For each line below, write it out exactly as it appears.

LISTED RECORDS>
>>
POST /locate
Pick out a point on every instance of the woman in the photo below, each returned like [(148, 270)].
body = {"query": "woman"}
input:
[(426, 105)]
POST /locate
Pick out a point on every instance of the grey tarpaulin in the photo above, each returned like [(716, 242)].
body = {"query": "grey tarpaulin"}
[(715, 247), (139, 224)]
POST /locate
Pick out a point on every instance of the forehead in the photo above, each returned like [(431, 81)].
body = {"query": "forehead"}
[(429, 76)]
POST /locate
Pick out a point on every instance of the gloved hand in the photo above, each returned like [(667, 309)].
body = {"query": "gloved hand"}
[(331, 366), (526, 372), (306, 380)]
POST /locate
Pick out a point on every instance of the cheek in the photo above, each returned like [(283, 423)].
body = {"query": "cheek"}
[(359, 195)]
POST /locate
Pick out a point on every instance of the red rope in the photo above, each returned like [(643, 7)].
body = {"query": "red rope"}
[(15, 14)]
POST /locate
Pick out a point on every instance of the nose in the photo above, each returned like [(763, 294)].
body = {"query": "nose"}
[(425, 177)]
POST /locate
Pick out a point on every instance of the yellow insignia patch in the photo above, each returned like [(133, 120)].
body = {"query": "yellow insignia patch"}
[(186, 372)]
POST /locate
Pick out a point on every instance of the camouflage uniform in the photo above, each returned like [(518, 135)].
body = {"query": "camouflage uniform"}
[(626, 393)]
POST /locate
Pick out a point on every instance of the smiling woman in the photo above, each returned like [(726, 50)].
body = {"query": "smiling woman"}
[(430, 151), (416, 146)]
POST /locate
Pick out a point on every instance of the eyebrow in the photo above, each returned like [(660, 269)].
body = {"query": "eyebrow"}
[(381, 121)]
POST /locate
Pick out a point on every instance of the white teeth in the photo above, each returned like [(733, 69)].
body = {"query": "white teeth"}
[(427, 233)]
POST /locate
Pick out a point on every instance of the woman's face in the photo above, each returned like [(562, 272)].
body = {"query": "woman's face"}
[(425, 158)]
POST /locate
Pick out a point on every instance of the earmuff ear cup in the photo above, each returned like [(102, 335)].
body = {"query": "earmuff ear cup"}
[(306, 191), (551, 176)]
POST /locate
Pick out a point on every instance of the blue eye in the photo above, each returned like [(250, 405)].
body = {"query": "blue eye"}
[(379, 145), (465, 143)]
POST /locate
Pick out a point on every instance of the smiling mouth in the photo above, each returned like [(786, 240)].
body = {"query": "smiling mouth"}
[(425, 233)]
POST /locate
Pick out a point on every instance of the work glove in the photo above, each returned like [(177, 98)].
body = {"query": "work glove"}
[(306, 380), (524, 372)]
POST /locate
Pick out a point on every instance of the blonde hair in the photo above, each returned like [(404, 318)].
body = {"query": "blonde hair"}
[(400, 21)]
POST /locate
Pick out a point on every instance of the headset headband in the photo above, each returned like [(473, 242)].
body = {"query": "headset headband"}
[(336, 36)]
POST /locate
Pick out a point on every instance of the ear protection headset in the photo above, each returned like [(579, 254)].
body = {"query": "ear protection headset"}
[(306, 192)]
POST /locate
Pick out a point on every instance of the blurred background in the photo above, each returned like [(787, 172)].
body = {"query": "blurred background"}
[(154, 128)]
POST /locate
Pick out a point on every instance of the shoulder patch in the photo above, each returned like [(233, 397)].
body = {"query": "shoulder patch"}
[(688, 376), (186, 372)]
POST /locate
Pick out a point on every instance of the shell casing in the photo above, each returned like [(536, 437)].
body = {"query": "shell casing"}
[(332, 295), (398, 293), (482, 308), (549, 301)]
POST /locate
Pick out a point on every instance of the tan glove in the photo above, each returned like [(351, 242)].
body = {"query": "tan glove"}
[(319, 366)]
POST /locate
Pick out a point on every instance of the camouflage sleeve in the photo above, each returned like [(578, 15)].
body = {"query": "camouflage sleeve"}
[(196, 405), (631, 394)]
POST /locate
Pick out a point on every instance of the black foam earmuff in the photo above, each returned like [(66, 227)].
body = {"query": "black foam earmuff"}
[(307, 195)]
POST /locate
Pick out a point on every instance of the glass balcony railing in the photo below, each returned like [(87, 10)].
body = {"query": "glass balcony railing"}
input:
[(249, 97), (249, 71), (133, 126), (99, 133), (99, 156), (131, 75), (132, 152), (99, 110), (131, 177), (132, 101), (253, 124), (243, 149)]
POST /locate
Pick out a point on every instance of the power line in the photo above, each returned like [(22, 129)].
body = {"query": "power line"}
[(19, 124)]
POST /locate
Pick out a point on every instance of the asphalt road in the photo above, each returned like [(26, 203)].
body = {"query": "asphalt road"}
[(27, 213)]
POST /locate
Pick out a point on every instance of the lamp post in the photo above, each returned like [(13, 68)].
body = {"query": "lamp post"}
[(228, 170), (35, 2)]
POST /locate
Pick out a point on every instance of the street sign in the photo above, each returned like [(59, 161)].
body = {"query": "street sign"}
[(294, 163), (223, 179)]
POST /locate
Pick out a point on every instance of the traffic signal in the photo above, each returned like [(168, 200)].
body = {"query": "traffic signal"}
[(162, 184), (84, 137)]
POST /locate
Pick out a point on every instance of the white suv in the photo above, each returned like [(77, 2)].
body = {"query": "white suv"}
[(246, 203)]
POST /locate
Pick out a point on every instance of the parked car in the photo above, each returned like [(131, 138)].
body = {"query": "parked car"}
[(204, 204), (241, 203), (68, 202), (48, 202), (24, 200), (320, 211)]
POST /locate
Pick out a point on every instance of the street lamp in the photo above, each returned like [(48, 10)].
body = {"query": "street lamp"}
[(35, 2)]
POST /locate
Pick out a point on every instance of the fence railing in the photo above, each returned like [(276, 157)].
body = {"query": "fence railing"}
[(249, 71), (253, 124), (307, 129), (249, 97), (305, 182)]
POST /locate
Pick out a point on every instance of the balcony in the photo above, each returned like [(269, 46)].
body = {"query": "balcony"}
<<
FINAL ANSWER>
POST /locate
Pick out a point on every instance of the woman in the photo below, each returned like [(148, 270)].
body = {"query": "woman"}
input:
[(426, 105)]
POST /locate
Pick out a point on every instance of the grey tarpaulin in the photo above, each returned like [(716, 242)].
body = {"query": "grey tarpaulin"}
[(715, 247), (139, 224)]
POST /locate
Pick out a point on every instance of the forehead in the photo above, each returned like [(431, 81)].
body = {"query": "forehead"}
[(429, 76)]
POST /locate
Pick out a point on every instance of the gloved hand in the photo above, each returned like [(667, 309)].
body = {"query": "gloved hand"}
[(331, 366), (526, 372), (306, 380)]
POST /locate
Pick out a point on every instance of the cheek in the photo above, each returned like [(283, 423)].
body = {"query": "cheek"}
[(359, 195)]
POST /locate
Pick out a point on every instance of the red rope in the photo above, each returned like [(643, 7)].
body = {"query": "red rope"}
[(15, 14)]
POST /locate
Pick out a point on every instance of the nose in the photo above, each returned like [(763, 294)].
body = {"query": "nose"}
[(425, 177)]
POST /locate
Pick out a point on every instance of the yellow insignia patch in the photo above, each returned like [(133, 120)].
body = {"query": "yellow insignia patch"}
[(186, 372)]
POST /locate
Pick out a point on every instance of the camouflage uniform in the photo above, each returned like [(518, 135)].
body = {"query": "camouflage uniform"}
[(626, 393)]
POST /locate
Pick out a point on every instance of the smiling woman in the photo above, each returned like [(726, 50)].
body = {"query": "smiling woman"}
[(430, 151), (416, 146)]
POST /locate
Pick out a point on every instance of the eyebrow in the photo above, each returned like [(660, 269)].
body = {"query": "eyebrow"}
[(381, 121)]
POST /locate
Pick out a point on every instance of the white teeth in the photo above, each returned like [(733, 69)].
body = {"query": "white teeth"}
[(427, 233)]
POST /locate
Pick out a point on every instance of the woman's face in the photo above, each returned like [(562, 272)].
body = {"query": "woman's face"}
[(425, 158)]
POST /locate
Pick out a point on every instance of the earmuff ear cup in the photo above, each returned like [(102, 335)].
body = {"query": "earmuff ear cup"}
[(306, 191), (551, 176)]
POST /locate
Pick out a point on every instance of the blue eye in the photo above, each returned like [(250, 405)].
body = {"query": "blue eye"}
[(379, 145), (465, 143)]
POST /locate
Pick out a point on every instance of the smiling mouth in the photo above, each returned like [(786, 240)].
body = {"query": "smiling mouth"}
[(425, 233)]
POST /locate
Pick out a point on every instance of the work glove in the photo above, each returned like [(177, 98)].
body = {"query": "work glove"}
[(306, 380), (524, 372)]
POST /locate
Pick out a point on every instance of the blonde hair in the photo above, each returned like [(404, 318)].
body = {"query": "blonde hair"}
[(400, 21)]
POST /locate
Pick out a point on every instance of the headset headband in the photo above, each returned like [(473, 242)].
body = {"query": "headset headband"}
[(336, 36)]
POST /locate
Pick out a point on every instance of the ear protection headset in the photo above, each returned like [(579, 254)].
body = {"query": "ear protection headset"}
[(306, 192)]
POST /locate
Pick out a point on every instance of the blurred background in the photo above, each returned like [(787, 172)].
body = {"query": "blurred background"}
[(154, 128)]
POST /locate
Pick out a point on every instance of the shoulder patch in the photo above, each returned like [(233, 397)].
body = {"query": "shoulder patch"}
[(688, 376), (186, 372)]
POST /locate
Pick out a point on every instance of the shell casing in the photo above, each returned like [(536, 437)].
body = {"query": "shell casing"}
[(332, 295), (398, 293), (482, 308), (549, 301)]
POST /locate
Pick out a point on every instance of the tan glove in the photo above, each returned like [(351, 242)].
body = {"query": "tan glove"}
[(319, 366)]
POST /locate
Pick out a point on every instance of the camouflage sleeve in the photo above, each returned like [(578, 15)].
body = {"query": "camouflage sleeve"}
[(196, 405), (631, 394)]
POST /locate
Pick out a point on every instance of the black foam earmuff in the photo above, each returned like [(66, 227)].
body = {"query": "black foam earmuff"}
[(307, 195)]
POST /locate
Pick out a point on every instance of the glass balcony railing in the photo below, each returned like [(87, 10)].
body = {"query": "glass balcony railing"}
input:
[(249, 97), (249, 71), (133, 126), (99, 133), (99, 156), (131, 75), (132, 152), (99, 110), (131, 177), (132, 101), (253, 124), (243, 149)]
POST /locate
Pick out a point on every instance of the power line in the photo above, each returned like [(22, 129)].
body = {"query": "power line"}
[(19, 124)]
POST /locate
Pick out a point on every instance of the asphalt road in the photo above, each returned like [(26, 203)].
body = {"query": "asphalt road"}
[(27, 213)]
POST /locate
Pick out a point on every instance of the lamp post in the photo above, each returned like [(13, 68)].
body = {"query": "lamp post"}
[(228, 170), (35, 2)]
POST /locate
Pick out a point on every instance of the street sign in the photo above, each returned like [(59, 161)].
body = {"query": "street sign"}
[(294, 163), (223, 179)]
POST /locate
Pick out a point on every instance of the traffic signal in the photo above, each returned like [(168, 200)].
body = {"query": "traffic signal"}
[(162, 184), (84, 137)]
POST /locate
Pick out a point on every instance of the white suv in the photo above, each returned like [(77, 2)].
body = {"query": "white suv"}
[(246, 203)]
POST /locate
Pick out a point on every instance of the parked car in the photo above, each returned like [(131, 138)].
body = {"query": "parked car"}
[(204, 204), (241, 203), (68, 202), (48, 202), (24, 200), (320, 211)]
POST /locate
Pick out a point on every instance of the street lamp in the photo above, each returned like [(48, 10)].
body = {"query": "street lamp"}
[(35, 2)]
POST /locate
Pick out a point on every instance of the fence railing in the photo above, each returned like [(276, 157)].
body = {"query": "fence railing"}
[(249, 71), (253, 124), (307, 129), (249, 97), (305, 182)]
POST /locate
Pick out a point on every instance of the balcony in the photo above, each returned like [(269, 46)].
body = {"query": "balcony"}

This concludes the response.